# What is being asked
Each entry must appear again exactly as it does in the source.

(Records from a data collection)
◇ ◇ ◇ ◇

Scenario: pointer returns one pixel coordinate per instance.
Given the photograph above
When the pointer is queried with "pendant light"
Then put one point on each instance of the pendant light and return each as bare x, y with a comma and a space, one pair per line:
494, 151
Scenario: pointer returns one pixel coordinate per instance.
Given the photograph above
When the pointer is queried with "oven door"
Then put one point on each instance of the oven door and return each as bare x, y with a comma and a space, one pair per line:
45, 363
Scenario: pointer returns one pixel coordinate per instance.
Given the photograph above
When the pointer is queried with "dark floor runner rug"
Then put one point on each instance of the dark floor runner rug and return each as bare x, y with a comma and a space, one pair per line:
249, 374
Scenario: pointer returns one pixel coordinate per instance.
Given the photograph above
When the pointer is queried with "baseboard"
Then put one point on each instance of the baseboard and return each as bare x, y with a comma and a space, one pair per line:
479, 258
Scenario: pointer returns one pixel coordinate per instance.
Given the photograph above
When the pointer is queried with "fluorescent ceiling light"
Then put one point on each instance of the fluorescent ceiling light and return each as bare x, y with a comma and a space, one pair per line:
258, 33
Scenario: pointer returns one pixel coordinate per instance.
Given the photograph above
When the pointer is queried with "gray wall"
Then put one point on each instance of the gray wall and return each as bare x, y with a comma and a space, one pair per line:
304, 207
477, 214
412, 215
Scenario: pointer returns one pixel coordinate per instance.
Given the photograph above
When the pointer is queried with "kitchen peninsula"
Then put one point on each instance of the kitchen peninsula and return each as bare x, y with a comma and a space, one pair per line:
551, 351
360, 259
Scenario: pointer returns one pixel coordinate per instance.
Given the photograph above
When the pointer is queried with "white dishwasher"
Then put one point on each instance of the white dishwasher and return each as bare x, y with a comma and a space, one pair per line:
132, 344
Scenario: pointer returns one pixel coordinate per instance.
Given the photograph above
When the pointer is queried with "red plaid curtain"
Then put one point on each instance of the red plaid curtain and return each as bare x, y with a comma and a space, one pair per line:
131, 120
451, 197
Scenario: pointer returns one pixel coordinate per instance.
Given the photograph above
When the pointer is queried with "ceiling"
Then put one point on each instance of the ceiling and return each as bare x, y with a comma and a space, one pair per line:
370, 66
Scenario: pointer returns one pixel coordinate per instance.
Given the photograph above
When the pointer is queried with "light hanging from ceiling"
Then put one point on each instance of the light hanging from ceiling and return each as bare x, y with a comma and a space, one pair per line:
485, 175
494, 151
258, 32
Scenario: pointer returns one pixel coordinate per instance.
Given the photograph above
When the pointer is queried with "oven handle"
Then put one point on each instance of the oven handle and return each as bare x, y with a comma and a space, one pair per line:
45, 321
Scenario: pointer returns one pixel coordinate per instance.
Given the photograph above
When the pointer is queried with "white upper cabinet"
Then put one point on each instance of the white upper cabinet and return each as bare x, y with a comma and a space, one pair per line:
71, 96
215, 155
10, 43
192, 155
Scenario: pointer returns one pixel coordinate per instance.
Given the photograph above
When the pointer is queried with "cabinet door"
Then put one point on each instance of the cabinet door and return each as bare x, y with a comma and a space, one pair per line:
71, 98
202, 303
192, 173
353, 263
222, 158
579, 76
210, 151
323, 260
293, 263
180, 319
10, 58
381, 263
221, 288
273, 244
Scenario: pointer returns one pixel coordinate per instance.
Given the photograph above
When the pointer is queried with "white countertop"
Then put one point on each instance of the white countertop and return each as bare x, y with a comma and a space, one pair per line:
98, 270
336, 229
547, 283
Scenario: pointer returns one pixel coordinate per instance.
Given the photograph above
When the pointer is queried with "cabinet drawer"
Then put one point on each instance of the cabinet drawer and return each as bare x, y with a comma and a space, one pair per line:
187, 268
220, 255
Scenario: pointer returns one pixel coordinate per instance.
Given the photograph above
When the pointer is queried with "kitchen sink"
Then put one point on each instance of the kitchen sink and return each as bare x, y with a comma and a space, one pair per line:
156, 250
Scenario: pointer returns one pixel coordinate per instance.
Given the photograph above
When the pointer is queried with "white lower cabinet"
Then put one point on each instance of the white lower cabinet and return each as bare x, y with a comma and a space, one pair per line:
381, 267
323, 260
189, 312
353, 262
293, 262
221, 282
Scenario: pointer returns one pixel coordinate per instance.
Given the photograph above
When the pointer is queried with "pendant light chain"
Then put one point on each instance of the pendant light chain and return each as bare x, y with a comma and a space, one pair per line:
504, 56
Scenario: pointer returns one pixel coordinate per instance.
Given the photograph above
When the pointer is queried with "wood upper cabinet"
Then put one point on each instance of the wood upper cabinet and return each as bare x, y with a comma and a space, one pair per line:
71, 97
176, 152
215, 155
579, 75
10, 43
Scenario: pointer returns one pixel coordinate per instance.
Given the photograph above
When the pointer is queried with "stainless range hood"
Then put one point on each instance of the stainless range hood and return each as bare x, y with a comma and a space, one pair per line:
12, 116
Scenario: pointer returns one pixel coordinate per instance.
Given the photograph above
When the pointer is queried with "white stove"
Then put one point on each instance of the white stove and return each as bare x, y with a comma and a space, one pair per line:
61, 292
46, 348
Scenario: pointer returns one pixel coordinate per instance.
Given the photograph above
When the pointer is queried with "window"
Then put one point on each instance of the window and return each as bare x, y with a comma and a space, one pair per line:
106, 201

◇ ◇ ◇ ◇

# The answer
Scenario: pointer returns one pixel coordinate per instance.
Given the photograph above
When the pointer is queried with "pendant light"
Then put one point on each instance of the pendant light and return each as bare x, y with a comma and a space, one pair per line:
494, 151
Scenario: pointer returns one pixel coordinate per instance.
Given the photograph above
When the pointer is queried with "oven door"
Then put one point on each instance of the oven door and return each as bare x, y with a comma and a space, one pair per line:
45, 363
Scenario: pointer returns one pixel coordinate per instance.
Given the photograph above
When the pointer is queried with "dark floor runner rug"
Then put one point on each instance of the dark floor runner rug and return each as bare x, y with a comma and a space, one pair per line:
249, 374
Scenario: pointer returns one pixel coordinate per instance.
Given the photograph above
When the pointer is queried with "baseboard"
Then put one point on each instance of the baseboard and return each as bare x, y with a comma and a space, one pair per line:
479, 258
Scenario: pointer returns one pixel coordinate per instance.
Given the photograph above
When the pointer is queried with "fluorescent ceiling light"
Then put one point on each instance of the fluorescent ceiling light and return each as bare x, y with a comma and a space, one pair per line:
258, 33
Scenario: pointer returns one pixel coordinate per instance.
Given the photograph above
When the pointer is queried with "gray wall"
Then put one point on each instance of the gray wall and return each as bare x, y with a comma and a space, one pair per line:
304, 207
477, 214
412, 215
Scenario: pointer returns one pixel coordinate per instance.
Given the photograph above
When the pointer is queried with "kitchen peninsula"
Then put one point on each instance of the kitchen peninsula and return each as bare x, y with a comma and a space, one pair per line:
551, 351
360, 259
Scenario: pointer returns one pixel coordinate per instance.
Given the photograph above
When the pointer is queried with "white dishwasher"
Then put one point on each instance of the white dishwasher and return each as bare x, y with a comma and a space, one pair per line:
132, 344
Scenario: pointer returns one pixel coordinate per instance.
Given the photograph above
When the pointer is queried with "red plaid curtain"
Then put one point on each instance of the red plaid curtain and return each as bare x, y with a comma and a space, one pair per line:
131, 120
451, 197
Scenario: pointer returns one pixel coordinate per instance.
Given the photograph above
When the pointer is queried with "ceiling"
Then put one point on each instance of the ceiling and return each as bare x, y with a comma and a space, one pair per line:
370, 66
Scenario: pointer returns one pixel coordinate per instance.
Given the photograph above
When the pointer is queried with "light hanging from ceiling"
Then put one point on each instance of the light hanging from ceiling and return each as bare x, y with a comma and a space, one pair per line:
485, 175
494, 151
258, 32
Scenario: pointer returns one pixel coordinate per instance.
Given the photograph above
When the pointer is queried with "oven handle"
Then put one point on each instance of the oven handle and return each as bare x, y with a comma and a space, one pair per line:
45, 321
Scenario: pointer returns one pixel coordinate per instance.
Given the photograph above
When the pointer is queried with "white upper cabinet"
Then put one point on each instance of the white upper cabinet and return each as bare x, y with a comma and a space, one pair per line:
71, 96
215, 155
10, 43
192, 155
Scenario: pointer returns one pixel coordinate per instance.
Given the photograph above
When the pointer is queried with "cabinet door"
Then put one point on each instance of the cabinet door and return each as bare x, y with a comma and a space, one pair per line:
71, 98
202, 303
192, 173
353, 263
222, 158
579, 76
210, 151
323, 260
293, 263
180, 319
10, 58
381, 263
221, 288
273, 244
Scenario: pointer returns one pixel coordinate per instance.
Given the photograph above
When the pointer is queried with "white countertop"
Then put one point on each instance of the white countertop and return each as bare x, y with a comma and a space, one pair per line:
98, 270
336, 229
547, 283
Scenario: pointer returns one pixel coordinate per instance.
Given the photograph above
When the pointer is queried with "cabinet drawer"
Then put one point on each instance of the cabinet drawer and return each as bare x, y with a comma and a space, one pair per line:
187, 268
220, 255
Scenario: pointer returns one pixel coordinate per instance.
Given the photograph above
When the pointer is queried with "kitchen sink"
Then put one point on each instance of the kitchen sink and return each as bare x, y with a comma and a space, one pair per line:
156, 250
Scenario: pointer returns one pixel coordinate per instance.
Given the photograph above
When the pointer is queried with "white lower cabinet"
Then put one point on each instance of the white lower cabinet and return each as bare x, y with a comma and a space, one pair per line:
381, 267
323, 260
189, 312
353, 262
293, 262
221, 282
Scenario: pointer returns one pixel coordinate per instance.
Given the photograph above
When the pointer is queried with "pendant light chain"
Then put one point on each instance of the pendant light chain and return each as bare x, y with a comma and a space, one pair per line:
504, 56
Scenario: pointer returns one pixel coordinate per instance.
Given the photograph above
When the pointer is queried with "wood upper cabinet"
Then put one point on each instance of the wood upper cabinet and return each as bare x, y with a comma and a space, one pair per line:
71, 97
176, 152
215, 155
579, 75
10, 43
Scenario: pointer returns one pixel coordinate per instance.
Given the photograph above
When the pointer is queried with "stainless range hood"
Then put one point on each instance of the stainless range hood and return each as bare x, y with a comma and a space, one pair per line:
12, 116
Scenario: pointer returns one pixel coordinate per instance.
Given the photograph above
When the pointer is queried with "white stove"
Then put one point on each instance of the white stove and return each as bare x, y with a comma and a space, one pair per line:
61, 292
46, 348
Scenario: pointer returns one pixel coordinate per instance.
Given the photograph above
When the pointer is queried with "window"
Then put one point on each instance of the window and return each as bare x, y with a comma and a space, one pair per line:
106, 201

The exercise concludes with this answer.